--- BEGIN Supplied records ---

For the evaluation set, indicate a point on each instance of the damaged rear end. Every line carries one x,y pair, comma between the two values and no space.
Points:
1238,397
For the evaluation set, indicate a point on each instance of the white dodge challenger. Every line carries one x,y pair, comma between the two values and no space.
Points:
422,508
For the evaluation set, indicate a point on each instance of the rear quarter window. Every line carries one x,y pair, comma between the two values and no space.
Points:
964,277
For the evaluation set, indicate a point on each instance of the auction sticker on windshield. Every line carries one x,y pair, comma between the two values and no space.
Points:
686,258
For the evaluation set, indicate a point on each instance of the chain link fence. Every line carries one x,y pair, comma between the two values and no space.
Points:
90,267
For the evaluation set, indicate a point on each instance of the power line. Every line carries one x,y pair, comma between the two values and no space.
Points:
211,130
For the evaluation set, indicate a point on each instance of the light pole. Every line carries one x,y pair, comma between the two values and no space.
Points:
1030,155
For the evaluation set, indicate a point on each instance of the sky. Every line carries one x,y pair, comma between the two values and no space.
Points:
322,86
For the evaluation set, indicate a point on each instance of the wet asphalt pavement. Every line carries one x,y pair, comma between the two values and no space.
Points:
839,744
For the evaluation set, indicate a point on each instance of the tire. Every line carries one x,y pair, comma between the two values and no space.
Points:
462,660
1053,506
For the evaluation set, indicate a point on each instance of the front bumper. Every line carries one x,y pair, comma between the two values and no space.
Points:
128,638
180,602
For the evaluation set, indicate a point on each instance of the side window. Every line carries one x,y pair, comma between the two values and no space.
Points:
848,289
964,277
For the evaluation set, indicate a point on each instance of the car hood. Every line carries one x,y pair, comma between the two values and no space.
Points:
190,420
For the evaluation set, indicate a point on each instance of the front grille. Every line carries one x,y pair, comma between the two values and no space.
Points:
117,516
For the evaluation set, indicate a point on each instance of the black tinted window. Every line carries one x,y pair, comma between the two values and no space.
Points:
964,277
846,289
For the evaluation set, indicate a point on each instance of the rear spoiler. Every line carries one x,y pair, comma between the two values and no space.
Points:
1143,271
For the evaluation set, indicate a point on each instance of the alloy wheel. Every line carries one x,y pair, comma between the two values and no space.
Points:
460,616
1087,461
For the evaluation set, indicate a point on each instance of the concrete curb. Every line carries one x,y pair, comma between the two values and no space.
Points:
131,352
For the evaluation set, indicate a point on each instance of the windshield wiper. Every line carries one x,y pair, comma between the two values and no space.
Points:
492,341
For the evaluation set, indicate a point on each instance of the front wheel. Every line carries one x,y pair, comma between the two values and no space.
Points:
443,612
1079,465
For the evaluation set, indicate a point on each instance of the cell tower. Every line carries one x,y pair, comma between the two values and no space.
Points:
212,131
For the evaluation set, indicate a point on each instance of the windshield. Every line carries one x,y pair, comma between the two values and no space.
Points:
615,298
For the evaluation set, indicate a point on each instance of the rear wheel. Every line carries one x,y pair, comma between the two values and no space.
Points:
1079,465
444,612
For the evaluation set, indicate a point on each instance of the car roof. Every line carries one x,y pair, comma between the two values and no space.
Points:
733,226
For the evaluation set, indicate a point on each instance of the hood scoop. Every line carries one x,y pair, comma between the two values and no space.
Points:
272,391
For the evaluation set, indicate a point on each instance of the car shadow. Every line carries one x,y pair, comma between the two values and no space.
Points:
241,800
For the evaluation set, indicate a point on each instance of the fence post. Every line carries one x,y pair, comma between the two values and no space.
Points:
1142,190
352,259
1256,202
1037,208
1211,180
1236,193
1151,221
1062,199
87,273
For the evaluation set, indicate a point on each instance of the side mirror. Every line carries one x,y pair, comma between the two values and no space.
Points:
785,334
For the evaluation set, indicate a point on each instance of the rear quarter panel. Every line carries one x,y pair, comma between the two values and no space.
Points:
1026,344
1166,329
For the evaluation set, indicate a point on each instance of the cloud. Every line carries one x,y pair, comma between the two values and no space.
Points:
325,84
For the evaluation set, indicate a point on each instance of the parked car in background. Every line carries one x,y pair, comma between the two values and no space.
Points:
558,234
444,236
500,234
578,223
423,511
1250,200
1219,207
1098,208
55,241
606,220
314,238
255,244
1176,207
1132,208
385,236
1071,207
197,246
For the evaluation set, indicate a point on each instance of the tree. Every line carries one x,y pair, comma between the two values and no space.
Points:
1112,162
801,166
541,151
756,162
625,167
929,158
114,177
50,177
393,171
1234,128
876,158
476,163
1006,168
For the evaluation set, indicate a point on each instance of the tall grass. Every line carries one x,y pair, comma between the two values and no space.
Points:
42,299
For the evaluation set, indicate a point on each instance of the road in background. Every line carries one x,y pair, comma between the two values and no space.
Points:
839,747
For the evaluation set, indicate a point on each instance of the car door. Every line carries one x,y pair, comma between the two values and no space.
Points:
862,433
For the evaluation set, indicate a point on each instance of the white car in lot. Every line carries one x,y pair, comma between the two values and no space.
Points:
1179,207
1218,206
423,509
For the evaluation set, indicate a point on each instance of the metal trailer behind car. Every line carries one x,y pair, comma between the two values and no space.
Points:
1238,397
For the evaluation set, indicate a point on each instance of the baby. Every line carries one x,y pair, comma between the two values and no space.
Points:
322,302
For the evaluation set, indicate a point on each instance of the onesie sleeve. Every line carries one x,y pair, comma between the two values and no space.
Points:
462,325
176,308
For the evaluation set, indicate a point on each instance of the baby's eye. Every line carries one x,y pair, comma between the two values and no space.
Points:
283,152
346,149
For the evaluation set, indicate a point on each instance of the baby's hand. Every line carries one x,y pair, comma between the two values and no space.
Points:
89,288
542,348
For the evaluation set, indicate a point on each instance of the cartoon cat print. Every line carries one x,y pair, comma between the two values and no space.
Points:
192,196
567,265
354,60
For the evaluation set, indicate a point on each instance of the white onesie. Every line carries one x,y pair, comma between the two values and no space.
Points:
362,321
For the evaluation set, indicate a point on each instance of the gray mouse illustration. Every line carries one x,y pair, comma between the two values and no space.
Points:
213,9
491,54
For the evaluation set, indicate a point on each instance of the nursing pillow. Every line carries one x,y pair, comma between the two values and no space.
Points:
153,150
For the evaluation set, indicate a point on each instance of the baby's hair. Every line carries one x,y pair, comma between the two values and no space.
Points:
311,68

--- END Supplied records ---

§ Aim
Exactly as shown, repeat every record.

§ Task output
For the evaluation set, indicate a point on each instance of the damaged rear end. Every line carries one x,y pair, comma between the two values and no space.
Points:
1238,397
For the evaluation set, indicate a point on each instance of the white dodge challenger. Every line carries one x,y pair, comma between the two values and no space.
Points:
422,508
For the evaluation set, indicate a point on each instance of the rear quarter window. Every line carries one x,y pair, comma between the two values and no space.
Points:
964,277
For the evaluation set, indicate a point on each instance of the auction sticker on windshield. Every line carries one x,y pair, comma between the two values and no space.
Points:
686,258
For the evaluation set, indicate a point on each instance of the chain link fence. Every line carries one x,y pair, comma between the two values and no space.
Points:
90,267
For the evaluation set, indicate a point on each instance of the power line. Every line carries one x,y pair, comma between the two values and no space.
Points:
211,130
For the evaluation set, indicate a point on each instance of the light pole. Every line carries one x,y pair, comma between the two values and no space.
Points:
1030,155
For the evaluation set, indicate a point on each instance of the sky. Every line carries one x,y pair, comma between the two values and no space.
Points:
322,86
For the evaluation set, indicate a point on each instance of the wet asphalt pavement. Every line carries one x,y pair, comma between the two values and no space.
Points:
839,744
For the evaluation set, indicate a point on each instance of the tire. Every line carries one x,y pair, comma between the two values and no space.
Points:
462,660
1053,506
For the evaluation set, indicate a point on each instance of the front bumper. Every line carries one x,y pair, comma between the two values and no space.
Points:
128,638
180,602
For the evaluation set, indicate a point on each instance of the side window. Every line carries one x,y pair, comma between the two values and no space.
Points:
848,289
964,277
For the evaluation set, indicate a point on each instance of the car hood. Every line carries one x,y pair, comma between the two values and no space.
Points:
190,420
For the evaluation set, indicate a point on each instance of the front grille. Every line carries one x,y pair, comma between the two values and no space.
Points:
117,516
For the evaluation set, indicate a point on each instance of the black tinted window. Every line carries one x,y pair, comma between the two values and no space.
Points:
964,277
846,289
For the evaluation set, indicate a point on each instance of the rear spoiler. Every line carries one x,y pair, comma between the two values and no space.
Points:
1143,271
For the evaluation set, indicate a point on each instance of the alloy wheel. Every line carries one x,y pair, comma between the two values and no space.
Points:
460,616
1087,461
For the evaluation set, indicate a point on each instance of the concrete curb. Every line carries one x,y pair, comma between the two values and no space.
Points:
131,352
For the evaluation set, indicate a point on each instance of the windshield wiper. Every line carries one x,y pair, comma between the two values and no space.
Points:
492,341
For the evaluation set, indicate a point on each instance of the front wheel. Every line carries one x,y pair, comma between the two values and no space.
Points:
443,612
1079,465
For the evaluation set, indicate a point on each instance of the cell tower. Every line carries one x,y pair, comma between the two values and no space.
Points:
212,131
For the evaluation set, indicate a point on each instance of the windshield. Every line carries one x,y pair, comma between the two values and no space.
Points:
615,298
For the evaluation set, indicate a point on each instance of the rear wheel. Every line carries one x,y pair, comma between the two values and no space.
Points:
1079,465
444,612
For the evaluation set, indicate a point on each instance of the car roof. Every line carries one x,y pair, comma between the two values and no space.
Points:
733,226
For the evaluation set, indicate a point on each instance of the hood scoop. Every line carries one x,y pair, comma between the two values and no space.
Points:
272,391
For the evaluation set, indicate a point on each instance of the car shadow. Every line carries one x,y pair, comma between the two values and no space.
Points:
241,800
For the evaluation set, indicate a point on each instance of the fence post. Every line carries one x,y pair, comma between the two values and no space.
Points:
1142,190
352,259
1256,202
1037,208
1211,180
1236,193
1151,221
1062,199
87,273
For the evaluation set, indicate a point on each instance of the side mirror. Every line carries one x,y pair, comma between the two values and no space.
Points:
785,334
For the evaluation set, indicate a point on each instance of the rear quarter panel. Every line carries one x,y pair, comma between the two values and no space.
Points:
1026,344
1166,329
For the evaluation set, indicate a point on each instance of the cloud. Every line carries one x,y pair, comma between the two values and no space.
Points:
325,84
For the evaluation set, indicate a point on each instance of the parked car in background. Every line carries one x,y pair, comma between the two values and no space.
Points:
558,234
444,236
500,234
578,223
423,511
1250,200
1219,207
1098,208
55,241
606,220
314,238
255,244
1176,207
1132,208
385,236
1071,207
197,246
For the evaluation set, indicate a point on each instance of the tree. Every line carries one x,y pair, comma between the two values and no space.
Points:
1112,162
801,166
541,151
756,162
625,167
929,158
114,177
50,177
393,171
1234,128
876,158
476,163
1006,168
For the evaluation set, indicate a point on each instance of the tall grass. Every line carries one x,y pair, comma between the two values and no space.
Points:
42,299
For the evaluation set, indicate a point on each instance of the road in background. Every line carries one x,y pair, comma between the two values and no space.
Points:
839,747
For the evaluation set, indicate a point on each instance of the car door. Every line carries one x,y pair, comma between the two values and no space.
Points:
862,433
For the evaluation set, indicate a point on each instance of the white car in lot. Every line carries one x,y pair, comma between the two values and no space.
Points:
1179,207
1218,206
423,509
For the evaluation set, indicate a point on each instance of the metal trailer behind car. Every line carries one x,y pair, comma between the two values and no space.
Points:
1238,397
For the evaluation set, indicate a point on each instance of the baby. Every line carries one x,y pair, comma between the two values and no space.
Points:
322,302
For the evaluation set, indicate a point on each instance of the onesie sleeve. Every line carries one x,y pair, comma between the two values and no space.
Points:
462,325
176,308
For the evaluation set, indicate a point on each instance of the baby's eye. Every line carries one x,y pair, comma between the two values and no space.
Points:
283,152
346,149
For the evaluation set, indicate a point on each instance of the baby's hand. Every line carries one x,y pair, comma between the two values and no space.
Points:
89,288
542,348
For the evaluation set, indicate a point on each instance of the cartoon cat print. Every line carries one x,y pair, comma between the two values and no space.
Points:
192,196
567,265
354,60
For the evaluation set, indicate a point on each instance of the white onesie. Every line carries one x,y pair, comma between the two values and no space.
Points:
362,321
For the evaluation set, indicate a point on each instance of the gray mouse illustration. Every line carries one x,y pair, comma between the two values and no space.
Points:
213,9
491,54
For the evaluation set, indicate a point on each instance of the nursing pillow. Every line carries one x,y pair, comma between the two values and no space.
Points:
153,150
For the evaluation set, indicate a point on each instance of the baby's hair. Every line carries one x,y pair, comma between the two values and no space.
Points:
311,68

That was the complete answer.